● **Supplied data**:
[Start of Attachment]
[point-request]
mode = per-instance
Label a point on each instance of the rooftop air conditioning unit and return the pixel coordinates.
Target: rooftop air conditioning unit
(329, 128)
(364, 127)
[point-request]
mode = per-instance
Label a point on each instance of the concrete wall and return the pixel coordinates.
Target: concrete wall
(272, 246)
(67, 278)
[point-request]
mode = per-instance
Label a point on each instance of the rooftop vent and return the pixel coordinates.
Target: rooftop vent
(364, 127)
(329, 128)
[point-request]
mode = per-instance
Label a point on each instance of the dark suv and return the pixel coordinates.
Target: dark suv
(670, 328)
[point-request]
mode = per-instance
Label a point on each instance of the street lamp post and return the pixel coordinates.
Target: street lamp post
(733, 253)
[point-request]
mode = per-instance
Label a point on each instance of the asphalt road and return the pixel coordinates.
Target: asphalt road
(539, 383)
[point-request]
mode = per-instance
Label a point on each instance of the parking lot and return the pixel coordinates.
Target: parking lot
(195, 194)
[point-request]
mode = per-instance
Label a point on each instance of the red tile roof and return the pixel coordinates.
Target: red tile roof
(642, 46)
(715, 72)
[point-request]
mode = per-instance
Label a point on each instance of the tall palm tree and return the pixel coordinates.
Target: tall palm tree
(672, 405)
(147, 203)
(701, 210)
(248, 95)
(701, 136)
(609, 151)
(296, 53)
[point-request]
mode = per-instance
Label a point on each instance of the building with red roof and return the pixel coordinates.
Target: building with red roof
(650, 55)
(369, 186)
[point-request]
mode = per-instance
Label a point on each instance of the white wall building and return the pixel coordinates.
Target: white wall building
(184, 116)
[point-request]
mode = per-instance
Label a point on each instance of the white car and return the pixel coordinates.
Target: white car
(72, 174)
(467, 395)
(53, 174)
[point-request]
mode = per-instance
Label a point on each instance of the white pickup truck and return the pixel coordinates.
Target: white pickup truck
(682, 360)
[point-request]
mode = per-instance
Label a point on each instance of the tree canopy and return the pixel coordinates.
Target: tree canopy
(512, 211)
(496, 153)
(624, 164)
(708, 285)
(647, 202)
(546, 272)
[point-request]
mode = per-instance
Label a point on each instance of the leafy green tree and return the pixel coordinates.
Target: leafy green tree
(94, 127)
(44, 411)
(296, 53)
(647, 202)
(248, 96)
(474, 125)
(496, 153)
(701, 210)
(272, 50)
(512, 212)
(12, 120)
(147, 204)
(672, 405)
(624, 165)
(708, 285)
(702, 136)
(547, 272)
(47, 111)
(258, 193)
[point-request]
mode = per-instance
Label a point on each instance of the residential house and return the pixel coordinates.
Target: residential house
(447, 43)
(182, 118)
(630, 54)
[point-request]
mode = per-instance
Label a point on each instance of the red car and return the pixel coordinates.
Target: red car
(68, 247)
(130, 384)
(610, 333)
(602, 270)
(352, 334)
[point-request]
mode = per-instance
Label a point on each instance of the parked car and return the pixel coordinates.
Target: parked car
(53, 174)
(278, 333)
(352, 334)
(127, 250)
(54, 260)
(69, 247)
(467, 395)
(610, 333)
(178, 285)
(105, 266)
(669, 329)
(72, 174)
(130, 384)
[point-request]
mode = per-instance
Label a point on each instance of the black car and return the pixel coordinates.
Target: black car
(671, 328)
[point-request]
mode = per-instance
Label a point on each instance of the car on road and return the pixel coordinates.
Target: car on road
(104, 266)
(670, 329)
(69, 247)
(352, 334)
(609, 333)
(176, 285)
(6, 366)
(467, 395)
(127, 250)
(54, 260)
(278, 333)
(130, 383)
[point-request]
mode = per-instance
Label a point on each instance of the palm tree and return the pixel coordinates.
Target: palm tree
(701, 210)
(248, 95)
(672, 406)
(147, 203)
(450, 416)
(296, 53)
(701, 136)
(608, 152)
[End of Attachment]
● **Problem to solve**: The answer must be an exact copy of every entry.

● **Solution to this task**:
[point-request]
mode = per-instance
Label a point on each instance of the rooftop air conditioning unit and return the pixel coordinates.
Target: rooftop air conditioning unit
(329, 128)
(364, 127)
[point-request]
mode = per-instance
Label a point on each instance of the concrete wall and return the pixel coordinates.
Target: concrete wall
(272, 246)
(67, 278)
[point-request]
mode = per-instance
Label a point on each instance of the rooftop vent and return the pixel coordinates.
Target: rooftop vent
(364, 127)
(329, 128)
[point-request]
mode = per-instance
Label a point on each instance of the dark suv and return the pixel coordinates.
Target: dark suv
(670, 328)
[point-request]
mode = per-instance
Label a point on each instance of the street lamp post and return the pixel coordinates.
Target: street lamp post
(733, 253)
[point-request]
mode = per-instance
Label a point on each instance of the asphalt road and return the pixel coordinates.
Target: asphalt road
(539, 383)
[point-request]
mode = per-instance
Label a point on each instance of the parking lot and return the pixel coordinates.
Target: parking lot
(195, 194)
[point-request]
mode = per-instance
Label a point on each instance of the red tile roof and return the pixel coordinates.
Target: red tile roof
(642, 46)
(715, 72)
[point-request]
mode = per-instance
Label a point on each instance of the tall palm tree and return the pixel coordinates.
Target: tall palm tree
(672, 405)
(147, 203)
(701, 210)
(248, 95)
(701, 136)
(609, 151)
(296, 53)
[point-request]
mode = per-instance
Label a point on each instance of the building with red roof and return the pixel coordinates.
Target: building with red roof
(650, 55)
(369, 186)
[point-request]
mode = per-instance
Label a point on each instance of the white wall building and return the pixel coordinates.
Target: white wall building
(184, 116)
[point-request]
mode = per-instance
Label a point on each instance of the white car and return the pixel coordinates.
Target: white car
(72, 174)
(467, 395)
(53, 174)
[point-request]
mode = per-instance
Label a point on each instance of the white pickup truck and return the pixel coordinates.
Target: white pickup truck
(682, 360)
[point-request]
mode = per-instance
Label a point on each instance of the tree canopy and return the pixel coordinates.
Target: tree canopy
(512, 211)
(496, 153)
(624, 164)
(708, 285)
(647, 202)
(546, 272)
[point-request]
mode = per-instance
Label a point on each instance of the leafy green tree and return the pixel coordinates.
Target: leafy green tree
(94, 127)
(44, 411)
(296, 53)
(647, 202)
(248, 96)
(474, 125)
(496, 153)
(701, 210)
(272, 50)
(512, 212)
(12, 120)
(147, 204)
(672, 405)
(624, 165)
(708, 285)
(702, 136)
(547, 272)
(47, 111)
(258, 193)
[point-request]
mode = per-instance
Label a point on each instance of the residential house and return the pixel coordinates.
Target: residential house
(447, 43)
(182, 118)
(630, 54)
[point-request]
mode = per-instance
Label a point on each instance of the red car and return the pixel coordinates.
Target: red car
(68, 247)
(130, 384)
(610, 333)
(602, 270)
(352, 334)
[point-request]
mode = per-instance
Label a point on each instance of the parked car and return the pixel coordinates.
Target: parked car
(53, 174)
(278, 333)
(352, 334)
(127, 250)
(54, 260)
(69, 247)
(467, 395)
(610, 333)
(178, 285)
(105, 266)
(669, 329)
(72, 174)
(130, 384)
[point-request]
mode = per-instance
Label a point on each instance of the black car and return the pixel coordinates.
Target: black car
(671, 328)
[point-request]
mode = per-instance
Label a point on each instance of the car on road and return the pixel coordinates.
Target: car on road
(104, 266)
(670, 329)
(69, 247)
(352, 334)
(609, 333)
(176, 285)
(6, 366)
(467, 395)
(127, 250)
(54, 260)
(278, 333)
(130, 383)
[point-request]
mode = per-instance
Label a point on each instance of the palm tree and return the pixel coordinates.
Target: palm tree
(701, 210)
(248, 95)
(672, 406)
(147, 203)
(450, 416)
(296, 53)
(701, 136)
(608, 152)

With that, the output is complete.